[Set exercise] Please carry on the piece about faster-than-light travel below, picking up right after its final sentence.

[Source extract]
_____

Despite the title, there is very little to be said about going faster than light.

Without ignoring all the important parts of the current understanding of physics, it is totally, completely, unavoidably impossible to travel faster than the speed of light

Frankly, the only example of actual FTL I know of is Starwar's Hyperdrive, which is never explained adequately so even saying that is pushing it.

pFTL
Pseudo-Faster-Than-Light, the real force behind almost 100% of effective space travel in fiction. pFTL is any system that subverts the speed of light to travel between two points in an amount of time less than that required by light, without actually traveling faster than light. There are numerous ways to achieve this, especially considering this is fiction and you're granted the ability to do whatever the hell you want.

I break it down to a few categories.

Warp
Surprisingly startrek has this almost exactly right, some years ago a physicist even proved it to be legitimately possible, if not even slightly feasible.

Expand the space behind you, shrink the space in front of you, creating a wave of space that you ride. The key is that the speed of light only applies to matter/energy, space to our knowledge is permitted to distort at whatever speed it pleases, and since it's the space you're in that's moving, you are effectively standing perfectly still.

_____

[Given data]

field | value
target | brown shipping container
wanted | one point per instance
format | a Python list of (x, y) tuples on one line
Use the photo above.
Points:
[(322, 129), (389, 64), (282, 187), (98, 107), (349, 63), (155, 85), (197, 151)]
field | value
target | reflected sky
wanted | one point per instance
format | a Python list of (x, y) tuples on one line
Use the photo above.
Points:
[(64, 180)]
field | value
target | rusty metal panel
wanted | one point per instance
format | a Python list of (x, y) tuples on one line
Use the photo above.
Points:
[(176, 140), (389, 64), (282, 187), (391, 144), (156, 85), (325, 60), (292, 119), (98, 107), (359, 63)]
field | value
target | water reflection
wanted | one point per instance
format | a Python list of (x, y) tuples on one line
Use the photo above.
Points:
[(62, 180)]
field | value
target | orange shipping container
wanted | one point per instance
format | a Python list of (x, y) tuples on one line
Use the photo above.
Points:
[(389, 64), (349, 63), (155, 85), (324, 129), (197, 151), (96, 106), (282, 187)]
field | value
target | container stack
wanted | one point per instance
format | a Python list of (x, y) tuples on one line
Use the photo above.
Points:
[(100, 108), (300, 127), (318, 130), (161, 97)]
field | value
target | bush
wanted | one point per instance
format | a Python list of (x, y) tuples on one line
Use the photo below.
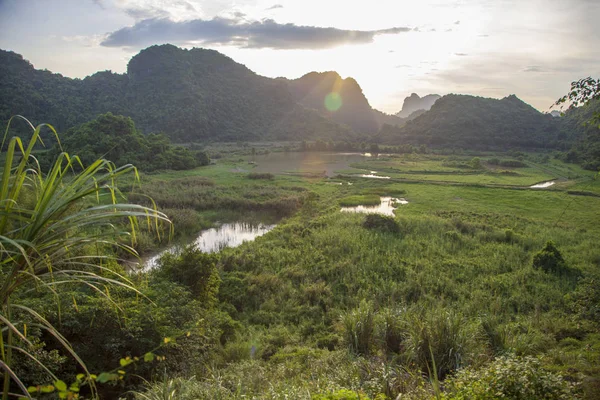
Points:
[(257, 175), (382, 223), (342, 394), (509, 377), (360, 200), (391, 330), (194, 269), (441, 335), (549, 259), (359, 328)]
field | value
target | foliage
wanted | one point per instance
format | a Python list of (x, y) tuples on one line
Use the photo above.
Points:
[(470, 122), (381, 223), (191, 95), (114, 137), (582, 121), (360, 200), (257, 175), (509, 377), (342, 394), (49, 224), (359, 328), (549, 259), (351, 108), (195, 270)]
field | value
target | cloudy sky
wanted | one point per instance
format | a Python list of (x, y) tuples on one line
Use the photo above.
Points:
[(492, 48)]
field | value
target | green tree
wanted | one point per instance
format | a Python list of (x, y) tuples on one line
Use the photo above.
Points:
[(49, 222)]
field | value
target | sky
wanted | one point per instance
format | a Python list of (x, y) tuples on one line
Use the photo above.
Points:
[(490, 48)]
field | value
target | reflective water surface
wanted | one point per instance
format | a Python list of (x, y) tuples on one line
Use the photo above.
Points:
[(386, 207), (542, 185), (215, 239)]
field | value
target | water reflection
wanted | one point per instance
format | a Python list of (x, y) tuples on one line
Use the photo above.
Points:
[(386, 207), (215, 239), (324, 164), (542, 185)]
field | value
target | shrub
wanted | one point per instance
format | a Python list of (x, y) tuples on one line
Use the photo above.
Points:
[(509, 377), (359, 328), (360, 200), (382, 223), (549, 259), (257, 175), (194, 269), (342, 394), (391, 330), (441, 338)]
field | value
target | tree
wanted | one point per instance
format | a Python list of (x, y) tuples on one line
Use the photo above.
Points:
[(582, 91), (48, 224)]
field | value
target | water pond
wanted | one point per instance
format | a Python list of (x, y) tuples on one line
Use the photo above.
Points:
[(327, 164), (542, 185), (215, 239), (386, 207)]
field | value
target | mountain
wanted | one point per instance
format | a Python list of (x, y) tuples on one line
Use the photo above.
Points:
[(341, 100), (471, 122), (190, 95), (581, 126), (414, 103)]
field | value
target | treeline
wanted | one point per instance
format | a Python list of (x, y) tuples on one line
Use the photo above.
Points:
[(374, 148), (190, 95), (114, 137), (479, 123)]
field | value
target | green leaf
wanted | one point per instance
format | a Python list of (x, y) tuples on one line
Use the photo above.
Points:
[(60, 386), (125, 362), (106, 377), (47, 389)]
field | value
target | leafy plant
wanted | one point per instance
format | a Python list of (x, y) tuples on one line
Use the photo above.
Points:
[(509, 377), (382, 223), (48, 224), (549, 259)]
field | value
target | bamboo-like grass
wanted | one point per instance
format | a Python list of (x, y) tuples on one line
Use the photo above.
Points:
[(47, 220)]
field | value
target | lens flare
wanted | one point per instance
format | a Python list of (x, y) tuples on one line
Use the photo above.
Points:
[(333, 101)]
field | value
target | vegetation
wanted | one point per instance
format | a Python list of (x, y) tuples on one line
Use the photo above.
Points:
[(360, 200), (477, 287), (56, 229), (190, 95), (115, 138), (469, 122)]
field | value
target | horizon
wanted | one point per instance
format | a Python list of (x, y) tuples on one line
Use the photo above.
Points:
[(490, 49), (422, 95)]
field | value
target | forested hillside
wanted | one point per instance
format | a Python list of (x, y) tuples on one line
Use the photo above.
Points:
[(577, 126), (342, 100), (470, 122), (114, 137), (414, 103), (190, 95)]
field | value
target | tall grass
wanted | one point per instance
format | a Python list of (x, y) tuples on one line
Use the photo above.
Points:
[(48, 222)]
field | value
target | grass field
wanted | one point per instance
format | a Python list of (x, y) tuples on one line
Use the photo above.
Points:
[(461, 258)]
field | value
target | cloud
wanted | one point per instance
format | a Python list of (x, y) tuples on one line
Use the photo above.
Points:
[(235, 32), (146, 9), (533, 68), (99, 3)]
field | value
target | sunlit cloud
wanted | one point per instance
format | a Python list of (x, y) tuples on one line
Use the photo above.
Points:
[(241, 33)]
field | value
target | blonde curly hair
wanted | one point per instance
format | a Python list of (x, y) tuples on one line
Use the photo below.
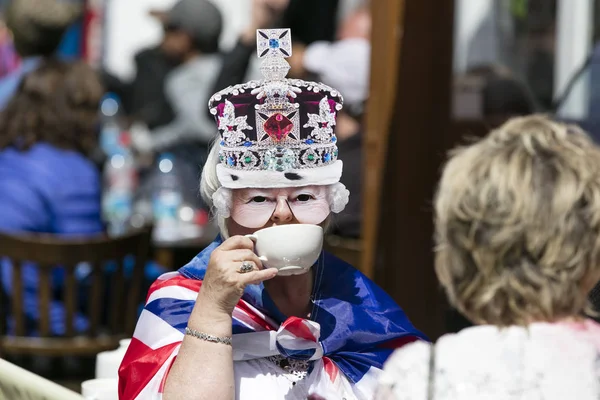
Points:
[(518, 223)]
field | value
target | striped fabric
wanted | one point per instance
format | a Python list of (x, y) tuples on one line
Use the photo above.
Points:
[(354, 327)]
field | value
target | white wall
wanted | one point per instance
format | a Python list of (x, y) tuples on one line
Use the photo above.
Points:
[(471, 17)]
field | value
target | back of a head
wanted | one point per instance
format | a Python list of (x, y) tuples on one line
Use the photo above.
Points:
[(518, 223), (39, 25), (57, 103)]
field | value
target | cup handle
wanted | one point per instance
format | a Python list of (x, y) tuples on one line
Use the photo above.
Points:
[(254, 238)]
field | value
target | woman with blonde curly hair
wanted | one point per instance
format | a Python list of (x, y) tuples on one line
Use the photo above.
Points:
[(518, 250)]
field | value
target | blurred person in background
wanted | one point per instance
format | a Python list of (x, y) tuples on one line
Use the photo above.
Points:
[(192, 32), (37, 27), (517, 218), (47, 183), (191, 43)]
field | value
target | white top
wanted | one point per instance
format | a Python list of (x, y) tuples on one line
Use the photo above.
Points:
[(264, 380), (542, 362)]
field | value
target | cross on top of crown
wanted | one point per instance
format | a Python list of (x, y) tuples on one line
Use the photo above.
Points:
[(274, 46), (274, 43)]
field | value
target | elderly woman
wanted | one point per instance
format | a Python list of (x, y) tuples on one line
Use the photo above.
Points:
[(326, 332), (518, 250)]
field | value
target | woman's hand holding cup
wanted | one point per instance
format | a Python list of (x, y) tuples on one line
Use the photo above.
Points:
[(225, 279)]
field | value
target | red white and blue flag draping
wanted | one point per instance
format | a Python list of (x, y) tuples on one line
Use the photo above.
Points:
[(353, 329)]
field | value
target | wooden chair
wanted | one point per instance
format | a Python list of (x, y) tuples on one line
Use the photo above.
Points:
[(122, 297)]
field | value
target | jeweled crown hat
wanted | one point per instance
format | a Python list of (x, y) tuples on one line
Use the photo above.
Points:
[(277, 132)]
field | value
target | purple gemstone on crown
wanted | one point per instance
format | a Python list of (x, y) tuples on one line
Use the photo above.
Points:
[(274, 43), (278, 126)]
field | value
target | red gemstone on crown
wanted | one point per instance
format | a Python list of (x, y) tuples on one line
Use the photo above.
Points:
[(278, 126)]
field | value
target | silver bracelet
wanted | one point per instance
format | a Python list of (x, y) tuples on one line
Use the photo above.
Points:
[(209, 338)]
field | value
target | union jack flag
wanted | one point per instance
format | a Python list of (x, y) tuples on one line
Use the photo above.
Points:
[(353, 329)]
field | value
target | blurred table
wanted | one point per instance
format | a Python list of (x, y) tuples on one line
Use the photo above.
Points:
[(175, 254)]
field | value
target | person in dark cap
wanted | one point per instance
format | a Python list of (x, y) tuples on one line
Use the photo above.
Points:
[(37, 27)]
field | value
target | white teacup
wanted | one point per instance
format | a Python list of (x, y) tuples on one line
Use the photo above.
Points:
[(292, 249), (100, 389)]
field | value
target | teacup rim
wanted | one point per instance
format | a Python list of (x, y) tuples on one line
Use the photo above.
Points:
[(287, 226)]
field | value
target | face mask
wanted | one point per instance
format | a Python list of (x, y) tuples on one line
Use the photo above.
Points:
[(253, 208)]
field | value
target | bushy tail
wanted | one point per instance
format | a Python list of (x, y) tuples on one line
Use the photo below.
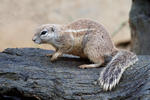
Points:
[(112, 73)]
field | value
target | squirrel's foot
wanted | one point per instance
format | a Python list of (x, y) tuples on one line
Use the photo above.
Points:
[(89, 66), (110, 77), (49, 55)]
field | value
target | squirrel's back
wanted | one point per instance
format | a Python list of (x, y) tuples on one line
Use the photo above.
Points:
[(87, 32)]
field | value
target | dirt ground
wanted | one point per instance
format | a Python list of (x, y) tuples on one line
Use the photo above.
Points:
[(19, 18)]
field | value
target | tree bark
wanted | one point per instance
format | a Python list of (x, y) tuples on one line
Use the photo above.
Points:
[(139, 20), (27, 74)]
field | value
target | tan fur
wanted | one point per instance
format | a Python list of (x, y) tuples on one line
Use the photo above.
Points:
[(88, 39)]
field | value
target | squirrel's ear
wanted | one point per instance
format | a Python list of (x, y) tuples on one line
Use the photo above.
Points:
[(52, 29)]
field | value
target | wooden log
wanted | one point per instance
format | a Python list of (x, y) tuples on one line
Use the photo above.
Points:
[(26, 74)]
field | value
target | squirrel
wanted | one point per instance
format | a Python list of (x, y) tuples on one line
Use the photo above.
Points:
[(87, 38)]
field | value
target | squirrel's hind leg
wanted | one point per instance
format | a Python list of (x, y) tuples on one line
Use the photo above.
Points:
[(89, 65)]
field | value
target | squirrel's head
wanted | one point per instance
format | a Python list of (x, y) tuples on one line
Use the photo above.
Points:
[(46, 33)]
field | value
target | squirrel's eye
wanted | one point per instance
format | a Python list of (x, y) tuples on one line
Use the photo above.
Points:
[(43, 32)]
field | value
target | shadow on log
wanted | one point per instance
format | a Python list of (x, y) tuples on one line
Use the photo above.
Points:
[(26, 74)]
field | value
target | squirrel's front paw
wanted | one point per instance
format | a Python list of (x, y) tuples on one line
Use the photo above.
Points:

_____

[Exercise output]
Pros
Warping space is a relatively simple thing to do compared to the other methods, and if your drive fails, you've got no effective velocity so you just pop into normal space (unless you decide to make it work differently)

Cons
It's a very involved process, you have to constantly generate and sustain the wave form, expending amounts of energy every second that we're not capable of expending currently. More importantly, you don't leave real space, so it's completely possible, that is to say, more than likely, that you will collide with some piece of matter drifting through the universe. Now this is a tricky bit, you're not technically moving, so there shouldn't be anything meaningful in hitting something that's just mozying along, well that's where we bring in the fact that movement has to be measured against a frame of reference, a thing in the big picture that is for all intents and purposes not moving. So let's say that you are the frame of reference, well compared to you this chunk of junk is traveling at a speed exceeding the speed of light, which as you recall we can't go because it would take infinite energy to achieve the speed of light itself.

So this thing hits you at infinity+1 tons of force, and instantly both of you are smeared across the universe like a fine jam on whole wheat toast.

Dealing with that is not within the aims of this article.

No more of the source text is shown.